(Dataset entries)
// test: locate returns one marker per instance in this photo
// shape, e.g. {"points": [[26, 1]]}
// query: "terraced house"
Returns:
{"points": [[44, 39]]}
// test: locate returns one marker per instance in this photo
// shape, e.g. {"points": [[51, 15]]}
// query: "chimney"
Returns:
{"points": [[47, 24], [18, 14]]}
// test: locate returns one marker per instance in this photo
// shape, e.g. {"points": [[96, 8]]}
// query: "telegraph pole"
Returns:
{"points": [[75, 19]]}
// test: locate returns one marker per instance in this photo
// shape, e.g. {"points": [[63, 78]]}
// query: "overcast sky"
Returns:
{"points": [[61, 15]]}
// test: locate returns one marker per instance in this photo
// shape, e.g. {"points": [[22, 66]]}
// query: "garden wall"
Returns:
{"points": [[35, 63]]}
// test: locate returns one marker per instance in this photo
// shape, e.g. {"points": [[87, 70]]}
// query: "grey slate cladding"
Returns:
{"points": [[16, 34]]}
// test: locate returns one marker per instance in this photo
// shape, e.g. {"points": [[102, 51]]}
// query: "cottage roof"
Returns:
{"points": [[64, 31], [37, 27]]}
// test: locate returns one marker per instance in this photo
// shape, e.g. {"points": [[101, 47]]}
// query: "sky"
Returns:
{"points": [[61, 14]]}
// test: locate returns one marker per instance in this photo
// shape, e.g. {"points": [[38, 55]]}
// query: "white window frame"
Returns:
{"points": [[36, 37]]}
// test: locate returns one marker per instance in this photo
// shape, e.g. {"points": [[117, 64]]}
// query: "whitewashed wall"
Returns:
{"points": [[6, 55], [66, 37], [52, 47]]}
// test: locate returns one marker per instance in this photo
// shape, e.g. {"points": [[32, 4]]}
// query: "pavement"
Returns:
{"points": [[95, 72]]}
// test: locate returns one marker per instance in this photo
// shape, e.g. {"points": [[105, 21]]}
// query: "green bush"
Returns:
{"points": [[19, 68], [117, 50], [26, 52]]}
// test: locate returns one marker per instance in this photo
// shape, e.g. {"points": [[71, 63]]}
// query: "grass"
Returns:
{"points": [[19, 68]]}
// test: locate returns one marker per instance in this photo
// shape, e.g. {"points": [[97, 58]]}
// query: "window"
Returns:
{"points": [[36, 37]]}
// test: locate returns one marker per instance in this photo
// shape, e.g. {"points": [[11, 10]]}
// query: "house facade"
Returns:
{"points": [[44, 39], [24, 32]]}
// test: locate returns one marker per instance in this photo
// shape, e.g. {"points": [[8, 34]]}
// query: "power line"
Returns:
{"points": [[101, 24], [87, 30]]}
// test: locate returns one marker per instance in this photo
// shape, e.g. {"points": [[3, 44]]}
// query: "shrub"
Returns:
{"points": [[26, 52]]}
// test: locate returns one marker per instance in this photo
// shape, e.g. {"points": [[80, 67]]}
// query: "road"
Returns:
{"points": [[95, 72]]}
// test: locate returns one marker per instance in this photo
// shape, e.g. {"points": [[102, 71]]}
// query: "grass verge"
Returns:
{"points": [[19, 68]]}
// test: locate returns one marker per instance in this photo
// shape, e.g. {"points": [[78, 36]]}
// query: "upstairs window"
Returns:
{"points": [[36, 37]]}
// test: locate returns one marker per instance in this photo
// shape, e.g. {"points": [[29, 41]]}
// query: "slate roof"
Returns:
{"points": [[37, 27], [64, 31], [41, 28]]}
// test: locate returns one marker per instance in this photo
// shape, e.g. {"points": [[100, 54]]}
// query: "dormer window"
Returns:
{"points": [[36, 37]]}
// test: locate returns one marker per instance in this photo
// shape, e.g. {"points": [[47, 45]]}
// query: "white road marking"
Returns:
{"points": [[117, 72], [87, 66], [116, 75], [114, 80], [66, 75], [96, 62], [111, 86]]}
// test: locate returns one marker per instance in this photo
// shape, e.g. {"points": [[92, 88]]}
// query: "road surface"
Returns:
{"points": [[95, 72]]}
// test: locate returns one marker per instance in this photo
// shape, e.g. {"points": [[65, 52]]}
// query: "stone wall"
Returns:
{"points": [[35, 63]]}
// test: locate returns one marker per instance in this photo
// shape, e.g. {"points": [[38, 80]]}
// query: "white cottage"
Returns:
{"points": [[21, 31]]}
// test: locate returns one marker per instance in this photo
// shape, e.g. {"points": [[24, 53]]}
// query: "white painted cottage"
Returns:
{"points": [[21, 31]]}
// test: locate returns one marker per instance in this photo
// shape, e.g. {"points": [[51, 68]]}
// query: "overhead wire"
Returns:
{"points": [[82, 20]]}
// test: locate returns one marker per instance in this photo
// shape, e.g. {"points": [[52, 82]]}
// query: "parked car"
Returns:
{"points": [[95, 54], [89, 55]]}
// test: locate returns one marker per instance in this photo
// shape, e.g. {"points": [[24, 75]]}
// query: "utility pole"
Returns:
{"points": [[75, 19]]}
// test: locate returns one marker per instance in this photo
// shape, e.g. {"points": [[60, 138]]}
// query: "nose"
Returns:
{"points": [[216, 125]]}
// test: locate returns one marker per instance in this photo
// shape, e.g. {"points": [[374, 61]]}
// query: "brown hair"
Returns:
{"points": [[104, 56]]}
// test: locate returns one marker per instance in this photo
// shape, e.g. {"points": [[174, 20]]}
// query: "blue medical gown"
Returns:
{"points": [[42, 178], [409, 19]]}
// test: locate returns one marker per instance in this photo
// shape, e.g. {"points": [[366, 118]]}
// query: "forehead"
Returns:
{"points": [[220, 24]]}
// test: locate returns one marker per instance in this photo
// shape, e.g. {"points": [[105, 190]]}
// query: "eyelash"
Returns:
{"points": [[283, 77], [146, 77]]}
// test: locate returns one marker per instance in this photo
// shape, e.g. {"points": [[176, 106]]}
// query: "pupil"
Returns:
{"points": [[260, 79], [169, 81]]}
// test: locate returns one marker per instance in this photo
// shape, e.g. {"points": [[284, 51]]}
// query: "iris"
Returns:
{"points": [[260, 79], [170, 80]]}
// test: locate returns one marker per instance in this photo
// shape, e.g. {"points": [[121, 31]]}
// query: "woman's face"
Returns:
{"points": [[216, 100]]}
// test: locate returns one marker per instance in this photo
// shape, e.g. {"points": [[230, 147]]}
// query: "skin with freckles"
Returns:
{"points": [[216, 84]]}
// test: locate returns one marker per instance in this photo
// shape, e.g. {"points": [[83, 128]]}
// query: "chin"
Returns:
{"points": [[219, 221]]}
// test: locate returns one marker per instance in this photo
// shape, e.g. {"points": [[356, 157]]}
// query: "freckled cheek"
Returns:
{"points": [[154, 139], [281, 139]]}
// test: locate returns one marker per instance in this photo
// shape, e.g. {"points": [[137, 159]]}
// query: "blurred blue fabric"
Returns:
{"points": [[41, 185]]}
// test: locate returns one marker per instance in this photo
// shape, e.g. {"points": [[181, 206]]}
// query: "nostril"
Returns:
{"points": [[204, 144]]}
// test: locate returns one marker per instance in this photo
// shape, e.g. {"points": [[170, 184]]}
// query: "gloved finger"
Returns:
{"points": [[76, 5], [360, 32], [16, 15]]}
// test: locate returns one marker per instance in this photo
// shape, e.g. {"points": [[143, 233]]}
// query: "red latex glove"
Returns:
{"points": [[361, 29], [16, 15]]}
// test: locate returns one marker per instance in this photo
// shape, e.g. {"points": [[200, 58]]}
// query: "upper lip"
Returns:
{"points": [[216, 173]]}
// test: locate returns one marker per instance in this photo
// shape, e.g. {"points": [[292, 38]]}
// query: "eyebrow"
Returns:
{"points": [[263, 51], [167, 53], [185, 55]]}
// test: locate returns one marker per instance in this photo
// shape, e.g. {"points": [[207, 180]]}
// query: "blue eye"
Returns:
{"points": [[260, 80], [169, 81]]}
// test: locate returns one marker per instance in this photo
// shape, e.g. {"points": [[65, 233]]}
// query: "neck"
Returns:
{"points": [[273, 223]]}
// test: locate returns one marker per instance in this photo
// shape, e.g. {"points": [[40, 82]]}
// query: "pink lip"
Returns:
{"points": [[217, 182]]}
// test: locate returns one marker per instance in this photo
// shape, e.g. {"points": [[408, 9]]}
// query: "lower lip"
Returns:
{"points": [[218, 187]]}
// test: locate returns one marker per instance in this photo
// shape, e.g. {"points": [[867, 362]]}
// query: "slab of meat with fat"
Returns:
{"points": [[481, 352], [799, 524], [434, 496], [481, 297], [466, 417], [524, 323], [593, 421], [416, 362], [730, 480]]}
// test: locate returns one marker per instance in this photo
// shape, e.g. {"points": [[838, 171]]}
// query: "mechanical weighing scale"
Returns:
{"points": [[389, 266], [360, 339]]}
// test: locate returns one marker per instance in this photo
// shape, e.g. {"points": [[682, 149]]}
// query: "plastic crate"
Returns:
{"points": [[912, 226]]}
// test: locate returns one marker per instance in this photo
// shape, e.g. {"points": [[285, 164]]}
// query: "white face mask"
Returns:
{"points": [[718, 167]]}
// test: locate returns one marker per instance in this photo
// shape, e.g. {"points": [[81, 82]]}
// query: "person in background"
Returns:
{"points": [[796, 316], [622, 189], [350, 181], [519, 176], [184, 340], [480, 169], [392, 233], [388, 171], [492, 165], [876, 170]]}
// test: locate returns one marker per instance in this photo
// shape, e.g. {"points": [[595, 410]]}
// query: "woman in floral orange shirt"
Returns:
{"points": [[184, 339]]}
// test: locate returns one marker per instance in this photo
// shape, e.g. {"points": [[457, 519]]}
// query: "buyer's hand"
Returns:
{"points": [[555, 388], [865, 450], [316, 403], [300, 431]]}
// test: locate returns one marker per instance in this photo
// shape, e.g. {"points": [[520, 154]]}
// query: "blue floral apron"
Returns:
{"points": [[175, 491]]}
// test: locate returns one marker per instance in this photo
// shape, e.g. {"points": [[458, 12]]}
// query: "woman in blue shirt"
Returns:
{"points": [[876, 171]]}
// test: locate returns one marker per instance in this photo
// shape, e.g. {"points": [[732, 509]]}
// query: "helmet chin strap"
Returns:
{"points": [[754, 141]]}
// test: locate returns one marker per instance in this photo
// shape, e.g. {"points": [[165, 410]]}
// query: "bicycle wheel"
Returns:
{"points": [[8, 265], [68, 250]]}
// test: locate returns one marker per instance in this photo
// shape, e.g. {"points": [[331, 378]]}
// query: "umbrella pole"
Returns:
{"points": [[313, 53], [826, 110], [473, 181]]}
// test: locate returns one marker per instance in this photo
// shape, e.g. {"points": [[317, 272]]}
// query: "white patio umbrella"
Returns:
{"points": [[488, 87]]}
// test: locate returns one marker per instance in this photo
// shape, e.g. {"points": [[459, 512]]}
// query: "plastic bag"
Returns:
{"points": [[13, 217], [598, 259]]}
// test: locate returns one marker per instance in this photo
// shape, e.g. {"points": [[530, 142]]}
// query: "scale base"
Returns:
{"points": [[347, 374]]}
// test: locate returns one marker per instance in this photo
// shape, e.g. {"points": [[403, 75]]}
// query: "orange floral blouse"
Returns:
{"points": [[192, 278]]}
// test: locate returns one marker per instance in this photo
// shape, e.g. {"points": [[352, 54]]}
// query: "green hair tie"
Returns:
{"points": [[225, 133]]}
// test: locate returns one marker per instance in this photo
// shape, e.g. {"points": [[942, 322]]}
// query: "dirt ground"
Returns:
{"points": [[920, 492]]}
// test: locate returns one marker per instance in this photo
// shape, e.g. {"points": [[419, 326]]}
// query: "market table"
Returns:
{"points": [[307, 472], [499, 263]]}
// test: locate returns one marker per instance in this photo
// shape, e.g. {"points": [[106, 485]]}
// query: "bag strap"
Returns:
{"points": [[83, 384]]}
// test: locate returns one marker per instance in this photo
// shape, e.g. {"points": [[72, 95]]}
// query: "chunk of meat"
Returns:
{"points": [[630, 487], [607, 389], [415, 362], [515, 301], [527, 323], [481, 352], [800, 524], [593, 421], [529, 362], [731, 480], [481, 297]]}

* **Directions**
Count the lines in the items above that contain the string "scale", and reply with only that number.

* **Task output**
2